— Start Supplied entries —
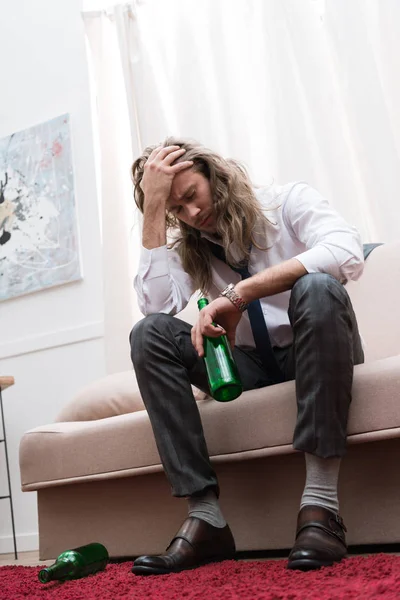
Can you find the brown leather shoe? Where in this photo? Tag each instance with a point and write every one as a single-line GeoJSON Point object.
{"type": "Point", "coordinates": [320, 539]}
{"type": "Point", "coordinates": [195, 544]}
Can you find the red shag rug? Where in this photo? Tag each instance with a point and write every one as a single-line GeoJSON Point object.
{"type": "Point", "coordinates": [373, 577]}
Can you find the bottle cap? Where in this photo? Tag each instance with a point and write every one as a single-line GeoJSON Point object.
{"type": "Point", "coordinates": [202, 302]}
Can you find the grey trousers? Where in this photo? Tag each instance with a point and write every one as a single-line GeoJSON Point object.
{"type": "Point", "coordinates": [326, 346]}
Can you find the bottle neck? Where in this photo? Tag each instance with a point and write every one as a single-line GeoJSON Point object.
{"type": "Point", "coordinates": [56, 571]}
— End Supplied entries —
Return the lines above, from the one containing "Can you find the red" to the end, exactly as they stand.

Can you find the red shag rug? Where in this photo? Tag each instance with a point and write every one as a single-line GeoJSON Point object.
{"type": "Point", "coordinates": [373, 577]}
Can you find the bottle cap? Where in this photo? Tag each instance with a point and write every one as a single-line GeoJSON Point object.
{"type": "Point", "coordinates": [202, 302]}
Can you find the grey trousers? Where in this photo? Tag each instance with a point and write every one as a single-line GeoJSON Point object.
{"type": "Point", "coordinates": [326, 346]}
Can you find the bottle neck? Where in this photo? Tag each instance with a point and write every one as a single-line GeoJSON Point object.
{"type": "Point", "coordinates": [56, 571]}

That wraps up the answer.